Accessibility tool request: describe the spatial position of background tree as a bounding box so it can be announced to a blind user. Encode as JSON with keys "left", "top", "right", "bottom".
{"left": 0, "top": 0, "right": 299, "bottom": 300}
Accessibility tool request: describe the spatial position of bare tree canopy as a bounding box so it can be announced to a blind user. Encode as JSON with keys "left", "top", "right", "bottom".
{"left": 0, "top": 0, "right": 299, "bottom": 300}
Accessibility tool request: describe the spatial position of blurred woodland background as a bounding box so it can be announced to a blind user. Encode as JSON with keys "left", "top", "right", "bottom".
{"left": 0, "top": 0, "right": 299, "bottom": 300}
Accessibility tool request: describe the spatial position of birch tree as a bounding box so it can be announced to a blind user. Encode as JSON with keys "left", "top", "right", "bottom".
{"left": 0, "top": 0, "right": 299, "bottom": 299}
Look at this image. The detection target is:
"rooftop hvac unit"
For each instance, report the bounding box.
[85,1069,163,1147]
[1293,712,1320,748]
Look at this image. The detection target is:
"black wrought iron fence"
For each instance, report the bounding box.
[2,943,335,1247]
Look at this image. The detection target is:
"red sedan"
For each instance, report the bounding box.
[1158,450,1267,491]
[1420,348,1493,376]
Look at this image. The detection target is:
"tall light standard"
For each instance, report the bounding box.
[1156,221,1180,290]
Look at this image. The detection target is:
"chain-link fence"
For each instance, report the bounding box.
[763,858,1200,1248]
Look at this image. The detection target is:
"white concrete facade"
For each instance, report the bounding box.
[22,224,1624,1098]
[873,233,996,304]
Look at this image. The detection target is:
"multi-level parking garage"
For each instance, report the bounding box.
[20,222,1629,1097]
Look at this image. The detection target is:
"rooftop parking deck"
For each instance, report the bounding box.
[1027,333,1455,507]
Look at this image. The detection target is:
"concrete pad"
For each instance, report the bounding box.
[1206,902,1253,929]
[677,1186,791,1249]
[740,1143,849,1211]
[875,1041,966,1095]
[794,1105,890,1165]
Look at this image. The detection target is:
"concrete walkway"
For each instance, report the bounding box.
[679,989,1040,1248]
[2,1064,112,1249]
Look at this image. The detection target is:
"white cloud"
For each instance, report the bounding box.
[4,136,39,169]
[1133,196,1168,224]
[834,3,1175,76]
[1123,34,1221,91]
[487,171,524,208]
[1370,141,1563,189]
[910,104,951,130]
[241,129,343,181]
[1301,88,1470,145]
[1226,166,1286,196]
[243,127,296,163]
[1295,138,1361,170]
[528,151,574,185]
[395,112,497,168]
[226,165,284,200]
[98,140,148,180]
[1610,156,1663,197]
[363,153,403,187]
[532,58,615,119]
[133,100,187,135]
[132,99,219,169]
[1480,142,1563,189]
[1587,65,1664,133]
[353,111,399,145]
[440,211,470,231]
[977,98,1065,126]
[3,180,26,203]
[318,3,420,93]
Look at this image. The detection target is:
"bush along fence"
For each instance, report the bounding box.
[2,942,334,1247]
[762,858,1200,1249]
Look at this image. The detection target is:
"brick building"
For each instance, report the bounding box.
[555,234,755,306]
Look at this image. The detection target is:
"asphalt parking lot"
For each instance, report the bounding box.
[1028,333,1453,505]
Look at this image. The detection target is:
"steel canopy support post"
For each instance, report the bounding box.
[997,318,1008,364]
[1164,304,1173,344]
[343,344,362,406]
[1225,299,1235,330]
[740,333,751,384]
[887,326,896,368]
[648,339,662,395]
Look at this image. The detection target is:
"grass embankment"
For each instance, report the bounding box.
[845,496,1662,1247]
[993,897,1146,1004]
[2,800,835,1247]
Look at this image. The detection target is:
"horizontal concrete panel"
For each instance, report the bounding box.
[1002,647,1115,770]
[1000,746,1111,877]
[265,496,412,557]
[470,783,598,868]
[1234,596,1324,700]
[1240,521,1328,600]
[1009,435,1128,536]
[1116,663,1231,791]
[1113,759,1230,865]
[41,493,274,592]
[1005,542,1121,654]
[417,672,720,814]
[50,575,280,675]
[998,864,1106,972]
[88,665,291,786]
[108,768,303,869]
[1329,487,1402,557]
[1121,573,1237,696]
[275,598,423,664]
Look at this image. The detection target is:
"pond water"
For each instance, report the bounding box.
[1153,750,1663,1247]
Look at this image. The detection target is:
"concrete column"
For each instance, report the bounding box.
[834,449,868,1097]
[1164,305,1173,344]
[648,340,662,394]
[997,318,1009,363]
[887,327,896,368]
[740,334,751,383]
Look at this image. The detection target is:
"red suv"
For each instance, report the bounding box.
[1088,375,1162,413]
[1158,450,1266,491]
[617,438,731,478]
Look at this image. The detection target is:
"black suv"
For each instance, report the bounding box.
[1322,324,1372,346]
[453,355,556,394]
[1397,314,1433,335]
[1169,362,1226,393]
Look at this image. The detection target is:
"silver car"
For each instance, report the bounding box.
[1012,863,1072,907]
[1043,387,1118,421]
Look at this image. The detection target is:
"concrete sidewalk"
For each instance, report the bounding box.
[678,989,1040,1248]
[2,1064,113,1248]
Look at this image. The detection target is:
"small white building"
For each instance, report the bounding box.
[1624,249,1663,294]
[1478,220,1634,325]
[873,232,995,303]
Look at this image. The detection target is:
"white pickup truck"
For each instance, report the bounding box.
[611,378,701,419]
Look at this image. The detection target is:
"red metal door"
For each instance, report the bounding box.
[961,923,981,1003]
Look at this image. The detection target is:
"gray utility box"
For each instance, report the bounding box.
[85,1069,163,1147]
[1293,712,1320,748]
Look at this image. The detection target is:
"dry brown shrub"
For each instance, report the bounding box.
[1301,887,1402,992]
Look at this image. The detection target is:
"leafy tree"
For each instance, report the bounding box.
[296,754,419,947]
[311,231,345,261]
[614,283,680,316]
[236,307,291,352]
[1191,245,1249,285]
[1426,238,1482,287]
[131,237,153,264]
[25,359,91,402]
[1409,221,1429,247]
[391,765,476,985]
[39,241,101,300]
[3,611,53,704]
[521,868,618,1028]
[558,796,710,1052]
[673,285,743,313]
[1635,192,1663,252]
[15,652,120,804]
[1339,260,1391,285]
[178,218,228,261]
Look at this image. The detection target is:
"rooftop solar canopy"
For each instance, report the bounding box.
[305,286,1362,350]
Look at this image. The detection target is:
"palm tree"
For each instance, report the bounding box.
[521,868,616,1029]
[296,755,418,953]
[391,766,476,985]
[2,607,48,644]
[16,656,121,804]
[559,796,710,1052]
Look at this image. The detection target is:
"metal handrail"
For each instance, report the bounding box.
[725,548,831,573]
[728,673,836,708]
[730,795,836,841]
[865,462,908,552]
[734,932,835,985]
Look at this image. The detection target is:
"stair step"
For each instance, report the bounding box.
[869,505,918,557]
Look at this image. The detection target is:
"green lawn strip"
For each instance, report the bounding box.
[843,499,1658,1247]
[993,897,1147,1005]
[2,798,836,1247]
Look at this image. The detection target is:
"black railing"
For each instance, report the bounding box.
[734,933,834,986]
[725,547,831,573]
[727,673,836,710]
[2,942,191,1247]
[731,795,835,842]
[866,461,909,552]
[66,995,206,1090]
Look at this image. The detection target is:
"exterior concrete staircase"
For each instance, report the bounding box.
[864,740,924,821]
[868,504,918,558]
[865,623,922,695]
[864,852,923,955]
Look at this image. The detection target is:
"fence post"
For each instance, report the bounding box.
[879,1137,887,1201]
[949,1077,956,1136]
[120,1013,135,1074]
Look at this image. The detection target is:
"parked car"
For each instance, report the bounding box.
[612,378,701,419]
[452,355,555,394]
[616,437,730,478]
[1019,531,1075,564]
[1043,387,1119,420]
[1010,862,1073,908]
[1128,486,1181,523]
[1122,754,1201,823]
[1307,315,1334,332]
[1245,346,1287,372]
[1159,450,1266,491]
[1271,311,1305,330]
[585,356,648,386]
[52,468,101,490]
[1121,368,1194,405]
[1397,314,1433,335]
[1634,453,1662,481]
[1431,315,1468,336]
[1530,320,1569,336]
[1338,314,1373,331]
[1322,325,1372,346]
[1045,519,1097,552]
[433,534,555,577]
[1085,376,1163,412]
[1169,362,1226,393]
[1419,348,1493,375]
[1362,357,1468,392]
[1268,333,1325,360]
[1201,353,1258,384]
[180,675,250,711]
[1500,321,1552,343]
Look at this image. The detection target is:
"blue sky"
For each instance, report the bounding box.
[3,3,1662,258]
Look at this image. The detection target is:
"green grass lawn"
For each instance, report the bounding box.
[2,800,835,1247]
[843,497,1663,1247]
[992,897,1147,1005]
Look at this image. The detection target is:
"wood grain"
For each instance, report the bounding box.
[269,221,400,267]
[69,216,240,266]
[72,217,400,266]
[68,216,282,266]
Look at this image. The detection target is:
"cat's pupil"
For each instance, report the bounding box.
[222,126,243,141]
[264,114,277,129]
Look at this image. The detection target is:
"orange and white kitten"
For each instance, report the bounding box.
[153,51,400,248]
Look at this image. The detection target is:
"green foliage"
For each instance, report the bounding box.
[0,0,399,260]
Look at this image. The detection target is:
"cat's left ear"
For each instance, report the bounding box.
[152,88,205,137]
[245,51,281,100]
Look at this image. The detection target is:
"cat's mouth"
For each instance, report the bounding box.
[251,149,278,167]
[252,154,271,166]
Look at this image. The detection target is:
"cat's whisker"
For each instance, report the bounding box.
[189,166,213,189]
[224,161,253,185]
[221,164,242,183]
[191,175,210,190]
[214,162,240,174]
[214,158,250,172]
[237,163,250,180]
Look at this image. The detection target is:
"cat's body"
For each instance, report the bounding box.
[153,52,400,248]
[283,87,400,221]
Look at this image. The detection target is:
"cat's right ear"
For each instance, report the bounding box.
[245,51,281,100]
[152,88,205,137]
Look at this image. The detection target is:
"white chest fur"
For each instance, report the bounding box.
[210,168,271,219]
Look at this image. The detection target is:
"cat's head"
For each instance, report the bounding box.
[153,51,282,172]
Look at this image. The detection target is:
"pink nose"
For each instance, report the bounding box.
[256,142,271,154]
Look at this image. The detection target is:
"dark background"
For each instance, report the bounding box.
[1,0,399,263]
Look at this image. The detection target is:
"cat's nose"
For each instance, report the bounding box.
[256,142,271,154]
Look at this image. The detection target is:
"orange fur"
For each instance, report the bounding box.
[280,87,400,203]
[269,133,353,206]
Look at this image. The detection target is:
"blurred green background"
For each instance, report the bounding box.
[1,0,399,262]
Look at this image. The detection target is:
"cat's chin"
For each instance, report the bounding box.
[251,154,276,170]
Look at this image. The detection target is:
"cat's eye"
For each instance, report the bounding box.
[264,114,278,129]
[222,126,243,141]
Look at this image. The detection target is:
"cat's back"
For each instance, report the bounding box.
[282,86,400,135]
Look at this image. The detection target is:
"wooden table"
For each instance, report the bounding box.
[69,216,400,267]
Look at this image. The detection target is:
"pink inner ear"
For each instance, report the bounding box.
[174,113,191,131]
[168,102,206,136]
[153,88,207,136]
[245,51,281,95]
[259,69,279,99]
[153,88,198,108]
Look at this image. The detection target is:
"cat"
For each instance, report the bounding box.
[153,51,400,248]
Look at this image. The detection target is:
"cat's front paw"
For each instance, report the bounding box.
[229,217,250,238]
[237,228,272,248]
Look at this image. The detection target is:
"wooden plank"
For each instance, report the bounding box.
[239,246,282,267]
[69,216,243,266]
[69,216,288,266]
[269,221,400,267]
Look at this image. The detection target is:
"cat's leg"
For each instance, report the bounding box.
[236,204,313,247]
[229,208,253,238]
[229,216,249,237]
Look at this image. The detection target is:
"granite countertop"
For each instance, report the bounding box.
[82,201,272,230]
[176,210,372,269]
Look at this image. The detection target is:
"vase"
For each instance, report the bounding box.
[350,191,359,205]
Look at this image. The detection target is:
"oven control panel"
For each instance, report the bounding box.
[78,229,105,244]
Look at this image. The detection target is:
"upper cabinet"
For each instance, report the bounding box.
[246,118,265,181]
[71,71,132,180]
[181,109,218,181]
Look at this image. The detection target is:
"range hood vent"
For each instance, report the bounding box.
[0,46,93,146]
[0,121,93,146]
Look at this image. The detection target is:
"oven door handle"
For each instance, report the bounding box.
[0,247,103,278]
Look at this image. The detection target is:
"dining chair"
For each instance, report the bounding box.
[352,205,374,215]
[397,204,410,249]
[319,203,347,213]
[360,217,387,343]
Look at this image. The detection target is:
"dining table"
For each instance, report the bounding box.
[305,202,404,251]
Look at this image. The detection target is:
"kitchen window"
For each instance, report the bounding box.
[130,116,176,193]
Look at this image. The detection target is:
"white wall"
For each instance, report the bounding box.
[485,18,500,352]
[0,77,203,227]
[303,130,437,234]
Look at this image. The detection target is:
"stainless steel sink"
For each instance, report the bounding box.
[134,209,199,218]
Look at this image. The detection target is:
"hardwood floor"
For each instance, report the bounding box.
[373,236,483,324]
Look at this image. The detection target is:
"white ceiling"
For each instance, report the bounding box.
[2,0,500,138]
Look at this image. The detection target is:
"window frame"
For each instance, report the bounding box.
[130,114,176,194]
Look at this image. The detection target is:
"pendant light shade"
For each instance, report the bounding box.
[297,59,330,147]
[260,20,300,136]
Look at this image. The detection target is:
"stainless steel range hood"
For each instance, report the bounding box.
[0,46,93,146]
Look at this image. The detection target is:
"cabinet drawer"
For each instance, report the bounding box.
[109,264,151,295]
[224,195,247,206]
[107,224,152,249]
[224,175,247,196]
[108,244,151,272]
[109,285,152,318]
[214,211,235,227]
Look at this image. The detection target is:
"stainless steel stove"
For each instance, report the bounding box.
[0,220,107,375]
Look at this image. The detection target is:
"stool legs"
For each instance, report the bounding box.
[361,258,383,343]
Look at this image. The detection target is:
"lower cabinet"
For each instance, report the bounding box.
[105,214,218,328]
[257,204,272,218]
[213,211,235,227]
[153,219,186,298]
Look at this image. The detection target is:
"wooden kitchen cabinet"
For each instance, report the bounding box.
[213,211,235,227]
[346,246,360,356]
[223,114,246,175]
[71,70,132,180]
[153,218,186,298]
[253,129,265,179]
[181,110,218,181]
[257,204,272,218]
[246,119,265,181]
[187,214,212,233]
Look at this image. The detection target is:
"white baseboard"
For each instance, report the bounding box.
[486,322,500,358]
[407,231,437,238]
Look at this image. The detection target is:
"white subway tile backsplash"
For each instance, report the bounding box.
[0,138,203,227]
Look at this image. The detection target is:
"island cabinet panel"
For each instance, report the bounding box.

----------------------------------------

Copy out every line in the listing where the word "green" appears.

§ **EXERCISE RESULT**
"green lawn strip"
"green grass lawn"
"green foliage"
"blurred green background"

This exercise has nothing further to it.